--- Begin RECORDS ---
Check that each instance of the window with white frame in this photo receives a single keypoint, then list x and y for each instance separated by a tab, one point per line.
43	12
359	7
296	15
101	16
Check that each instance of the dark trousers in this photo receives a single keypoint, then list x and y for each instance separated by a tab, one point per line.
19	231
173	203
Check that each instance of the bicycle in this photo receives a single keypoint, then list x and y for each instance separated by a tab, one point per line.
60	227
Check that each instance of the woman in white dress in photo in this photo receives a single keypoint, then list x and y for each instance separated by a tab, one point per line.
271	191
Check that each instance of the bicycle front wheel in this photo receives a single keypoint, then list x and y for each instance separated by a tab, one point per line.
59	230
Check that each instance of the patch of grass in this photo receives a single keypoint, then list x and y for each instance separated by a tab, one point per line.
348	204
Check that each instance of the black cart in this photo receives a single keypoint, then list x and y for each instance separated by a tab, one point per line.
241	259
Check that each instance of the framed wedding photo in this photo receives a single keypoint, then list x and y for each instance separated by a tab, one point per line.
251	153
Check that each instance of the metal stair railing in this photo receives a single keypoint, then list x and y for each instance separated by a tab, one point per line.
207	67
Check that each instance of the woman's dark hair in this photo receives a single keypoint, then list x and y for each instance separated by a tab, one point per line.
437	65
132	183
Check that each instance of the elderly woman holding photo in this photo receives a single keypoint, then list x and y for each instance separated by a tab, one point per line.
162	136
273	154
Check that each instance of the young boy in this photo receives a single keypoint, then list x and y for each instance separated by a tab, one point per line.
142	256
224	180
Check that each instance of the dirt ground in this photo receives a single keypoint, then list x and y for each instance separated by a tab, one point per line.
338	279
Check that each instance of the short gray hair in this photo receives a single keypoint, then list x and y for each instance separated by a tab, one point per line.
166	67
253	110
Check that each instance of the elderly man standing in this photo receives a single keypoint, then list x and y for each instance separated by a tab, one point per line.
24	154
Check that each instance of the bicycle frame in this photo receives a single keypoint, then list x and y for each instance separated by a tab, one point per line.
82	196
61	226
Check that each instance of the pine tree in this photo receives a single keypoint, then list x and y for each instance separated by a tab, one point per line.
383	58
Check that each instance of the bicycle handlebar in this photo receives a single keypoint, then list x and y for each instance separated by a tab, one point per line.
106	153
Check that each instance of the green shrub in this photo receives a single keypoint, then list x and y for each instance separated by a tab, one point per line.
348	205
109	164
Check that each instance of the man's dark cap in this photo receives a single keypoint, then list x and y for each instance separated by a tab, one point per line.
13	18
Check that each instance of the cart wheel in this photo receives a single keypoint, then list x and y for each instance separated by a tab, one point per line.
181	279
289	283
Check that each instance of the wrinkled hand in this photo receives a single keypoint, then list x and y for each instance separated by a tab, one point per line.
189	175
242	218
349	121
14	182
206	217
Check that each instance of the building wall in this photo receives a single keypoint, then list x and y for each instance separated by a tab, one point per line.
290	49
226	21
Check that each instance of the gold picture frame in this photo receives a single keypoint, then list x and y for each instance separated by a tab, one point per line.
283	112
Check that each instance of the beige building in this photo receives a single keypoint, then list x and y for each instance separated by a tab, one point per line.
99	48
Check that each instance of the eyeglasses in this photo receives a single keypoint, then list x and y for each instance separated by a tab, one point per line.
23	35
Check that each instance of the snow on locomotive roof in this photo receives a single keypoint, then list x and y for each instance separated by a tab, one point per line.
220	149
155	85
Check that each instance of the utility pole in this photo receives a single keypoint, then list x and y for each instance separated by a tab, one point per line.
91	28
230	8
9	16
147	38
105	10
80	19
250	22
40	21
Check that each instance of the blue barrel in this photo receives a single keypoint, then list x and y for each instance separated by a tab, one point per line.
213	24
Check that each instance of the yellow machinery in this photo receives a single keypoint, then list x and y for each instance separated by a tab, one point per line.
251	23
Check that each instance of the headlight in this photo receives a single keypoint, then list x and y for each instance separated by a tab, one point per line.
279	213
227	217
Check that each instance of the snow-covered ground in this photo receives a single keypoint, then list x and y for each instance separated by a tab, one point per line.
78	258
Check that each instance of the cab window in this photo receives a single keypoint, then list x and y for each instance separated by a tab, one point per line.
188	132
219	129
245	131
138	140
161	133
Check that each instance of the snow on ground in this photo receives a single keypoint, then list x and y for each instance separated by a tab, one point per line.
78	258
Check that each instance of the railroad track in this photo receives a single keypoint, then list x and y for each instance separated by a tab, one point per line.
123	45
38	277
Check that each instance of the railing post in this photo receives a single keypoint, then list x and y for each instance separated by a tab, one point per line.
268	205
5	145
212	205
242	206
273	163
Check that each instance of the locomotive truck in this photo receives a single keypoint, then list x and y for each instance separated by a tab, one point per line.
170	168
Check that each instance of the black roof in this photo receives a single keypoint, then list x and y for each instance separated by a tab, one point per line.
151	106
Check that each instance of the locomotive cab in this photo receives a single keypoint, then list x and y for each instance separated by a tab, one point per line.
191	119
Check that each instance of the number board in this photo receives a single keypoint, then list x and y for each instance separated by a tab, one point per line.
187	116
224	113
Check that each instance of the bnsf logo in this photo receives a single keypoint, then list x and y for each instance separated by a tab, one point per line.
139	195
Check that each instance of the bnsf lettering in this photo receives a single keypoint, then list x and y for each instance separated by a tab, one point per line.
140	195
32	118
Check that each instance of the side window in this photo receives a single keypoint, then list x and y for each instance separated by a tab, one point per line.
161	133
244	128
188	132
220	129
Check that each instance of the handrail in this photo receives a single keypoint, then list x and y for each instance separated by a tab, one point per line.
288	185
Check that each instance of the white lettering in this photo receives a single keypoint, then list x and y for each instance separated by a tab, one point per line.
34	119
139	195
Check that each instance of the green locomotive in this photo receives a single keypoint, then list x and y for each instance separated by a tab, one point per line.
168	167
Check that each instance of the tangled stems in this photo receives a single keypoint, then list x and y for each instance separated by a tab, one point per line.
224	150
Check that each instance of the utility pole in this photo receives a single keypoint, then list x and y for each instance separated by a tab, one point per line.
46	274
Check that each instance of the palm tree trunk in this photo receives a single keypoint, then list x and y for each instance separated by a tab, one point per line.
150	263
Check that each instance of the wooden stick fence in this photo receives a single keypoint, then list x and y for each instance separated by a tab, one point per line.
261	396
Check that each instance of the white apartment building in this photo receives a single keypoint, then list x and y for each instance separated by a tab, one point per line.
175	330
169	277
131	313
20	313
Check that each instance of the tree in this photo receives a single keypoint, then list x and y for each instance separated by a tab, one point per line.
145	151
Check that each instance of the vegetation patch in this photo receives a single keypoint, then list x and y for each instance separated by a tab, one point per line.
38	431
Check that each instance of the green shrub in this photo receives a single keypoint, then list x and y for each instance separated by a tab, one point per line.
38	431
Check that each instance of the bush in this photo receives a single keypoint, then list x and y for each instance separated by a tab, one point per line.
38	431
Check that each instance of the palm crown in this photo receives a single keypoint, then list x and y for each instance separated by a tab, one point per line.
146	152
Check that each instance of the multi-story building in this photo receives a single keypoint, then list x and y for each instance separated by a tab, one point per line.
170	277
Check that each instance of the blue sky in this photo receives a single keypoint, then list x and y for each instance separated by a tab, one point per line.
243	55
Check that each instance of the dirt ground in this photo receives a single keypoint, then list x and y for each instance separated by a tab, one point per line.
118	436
--- End RECORDS ---
• _EXERCISE BRIEF_:
Return precisely the lines of the records, starting with the line that holds "Check that each instance of the vegetation" and ending with the last one.

• _EXERCISE RESPONSE_:
Check that each instance of the vegetation patch in this photo receives a single keypoint, then list x and y for each instance separated by a tab, one point per line.
38	431
Check that each instance of the green shrub in this photo receives a single keypoint, then list x and y for each instance separated by a tab, one point per line.
38	431
Check that each instance of the bush in this photo receives a single keypoint, then list x and y for each instance separated by a tab, one point per line.
38	431
Check that each instance of the palm crown in this photo receives a single keypoint, then list x and y for each instance separated by a tab, one point per line.
146	152
Check that each instance of the multi-story building in this photo receives a single keypoint, then list x and y for each instance separated by a tab, one point per line.
170	277
Check that each instance of the blue sky in this photo receives a single keypoint, then list x and y for each instance separated by a tab, one point per line.
243	55
Check that each instance of the dirt ground in this photo receives a single keypoint, then list x and y for each instance separated by a tab, one point per line.
118	436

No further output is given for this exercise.